:: KUTIPAN HALAMAN ::
^^^^^^^^^^^^^^^^

Mula-mula ya. Panglima Besar Sudirman mengeritik Bung Karno dan Bung Hatta yang bersedia ditangkap Belanda, bukannya lari ikut bergerilya di dalam hutan.
Kembali ke UUD 1945 adalah atas desakan TNI, sehingga Bung Karno menyatakan Dekrit Presiden pada bulan Juli 1959.
Terlibatnya TNI dalam politik itu merupakan keniscayaan sesuai dinamika yang terjadi waktu itu. Selanjutnya terjadi selama masa Orba yaitu dengan hadirnya Fraksi ABRI di DPR.
Dwi Fungsi ABRI
Dwi Fungsi ABRI yerjadi selama pemerintahan Presiden Suharto lebih dari 30 tahun.

^^^^^^^^^^^^^^^^

(Anotasi titik untuk foto)
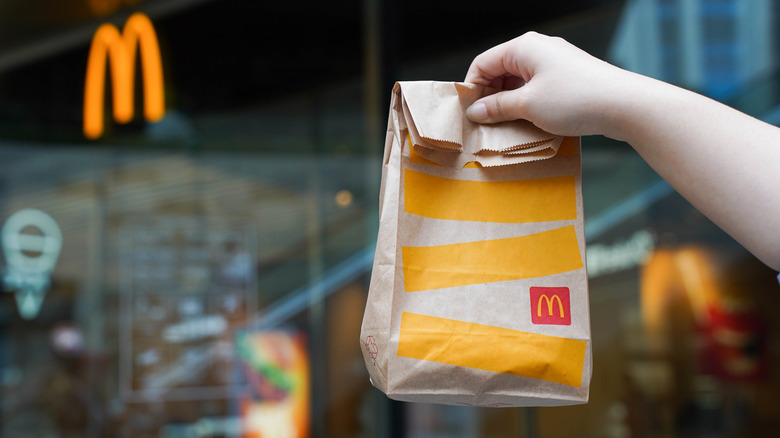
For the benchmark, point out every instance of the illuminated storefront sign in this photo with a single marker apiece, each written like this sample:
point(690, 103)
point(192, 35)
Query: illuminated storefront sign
point(30, 257)
point(120, 50)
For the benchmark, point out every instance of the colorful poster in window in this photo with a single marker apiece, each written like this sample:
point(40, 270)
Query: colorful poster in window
point(275, 402)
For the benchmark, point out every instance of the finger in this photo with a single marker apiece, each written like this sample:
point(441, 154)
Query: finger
point(506, 59)
point(489, 65)
point(498, 107)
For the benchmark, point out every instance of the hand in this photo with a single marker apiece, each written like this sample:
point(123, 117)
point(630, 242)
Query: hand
point(551, 83)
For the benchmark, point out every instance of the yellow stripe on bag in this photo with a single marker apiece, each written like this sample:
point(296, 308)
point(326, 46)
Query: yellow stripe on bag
point(520, 201)
point(485, 261)
point(491, 348)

^^^^^^^^^^^^^^^^

:: LATIHAN SOAL ::
[1] Menurut kutipan halaman, atas desakan siapa Indonesia kembali ke UUD 1945?
[2] Tuliskan ulang tanpa perubahan bagian daftar dari baris yang memuat "For the benchmark, point out every instance of the finger" sampai dengan baris yang memuat "point(551, 83)".

:: PENYELESAIAN TIAP SOAL ::
[1] Atas desakan TNI.

[2]
For the benchmark, point out every instance of the finger in this photo with a single marker apiece, each written like this sample:
point(441, 154)
Query: finger
point(506, 59)
point(489, 65)
point(498, 107)
For the benchmark, point out every instance of the hand in this photo with a single marker apiece, each written like this sample:
point(123, 117)
point(630, 242)
Query: hand
point(551, 83)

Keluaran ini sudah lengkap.